Provided passage:
+++

This is the text of a Proclamation for a National Day of Thanksgiving. The proclamation was issued on November 17, 1989, declaring November 23, 1989 as a day of thanksgiving to be observed by the nation.

Thanksgiving Day, 1989
By the President of the United States
A Proclamation
On Thanksgiving Day, we Americans pause as a Nation to give thanks for the freedom and
prosperity with which we have been blessed by our Creator. Like the pilgrims who first settled in
this land, we offer praise to God for His goodness and generosity and rededicate ourselves to lives
of service and virtue in His sight.
This annual observance of Thanksgiving was a cherished American tradition even before our first
President, George Washington, issued the first Presidential Thanksgiving proclamation in 1789. In
his first Inaugural Address, President Washington observed that “No people can be bound to
acknowledge and adore the Invisible Hand which conducts the affairs of men more than those of the
United States.” He noted that the American people – blessed with victory in their fight for
Independence and with an abundance of crops in their fields – owed God “some return of pious
gratitude.” Later, in a confidential note to his close advisor, James Madison, he asked “should the
sense of the Senate be taken on … a day of Thanksgiving?” George Washington thus led the way to a
Joint Resolution of Congress requesting the President to set aside “a day of public Thanksgiving
and Prayer, to be observed by acknowledging with grateful hearts the many and signal Favors of
Almighty God.”

+++

Written request 1:
Decide whether each statement below agrees with the Thanksgiving proclamation text. Answer yes or no for each, and quote the deciding words from the text.
(a) The proclamation was issued on November 23, 1989.
(b) George Washington issued the first Presidential Thanksgiving proclamation in 1789.
(c) Washington's confidential note about the Senate was addressed to James Madison.
Written request 2:
Answer these questions using the Thanksgiving proclamation text:
(a) Which date does the proclamation declare as the day of thanksgiving?
(b) Who first settled in this land, according to the proclamation?
(c) What did Washington say the American people owed God?
Written request 3: Pick up the Thanksgiving proclamation text after its last sentence and carry it forward.

Data provided:
+++

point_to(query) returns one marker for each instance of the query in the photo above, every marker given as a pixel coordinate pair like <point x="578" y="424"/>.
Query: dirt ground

+++

Written answer 1:
(a) No: "issued on November 17, 1989, declaring November 23, 1989 as a day of thanksgiving"
(b) Yes: "George Washington, issued the first Presidential Thanksgiving proclamation in 1789"
(c) Yes: "in a confidential note to his close advisor, James Madison"

Written answer 2:
(a) November 23, 1989
(b) The pilgrims
(c) "some return of pious gratitude"

Written answer 3:
Through the eloquent words of President Washington’s initial Thanksgiving proclamation – the
first under the Constitution – we are reminded of our dependence upon our Heavenly Father and of
the debt of gratitude we owe to Him. “It is the Duty of all Nations,” wrote Washington, “to
acknowledge the Providence of almighty God, to obey his Will, to be grateful for his Benefits, and
humbly to implore His Protection and Favor.”
President Washington asked that on Thanksgiving Day the people of the United States:
unite in rendering unto [God] our sincere and humble Thanks for his kind Care and
Protection of the People of this Country previous to their becoming a Nation; for … the great
degree of Tranquility, Union and Plenty which we have since enjoyed; for … the civil and religious
Liberty with which we are blessed, and … for all the great and various Favors which he hath been
pleased to confer upon us.
Two hundred years later, we continue to offer thanks to the Almighty – not only for the material
prosperity that our Nation enjoys, but also for the blessings of peace and freedom. Our Nation has
no greater treasures than these.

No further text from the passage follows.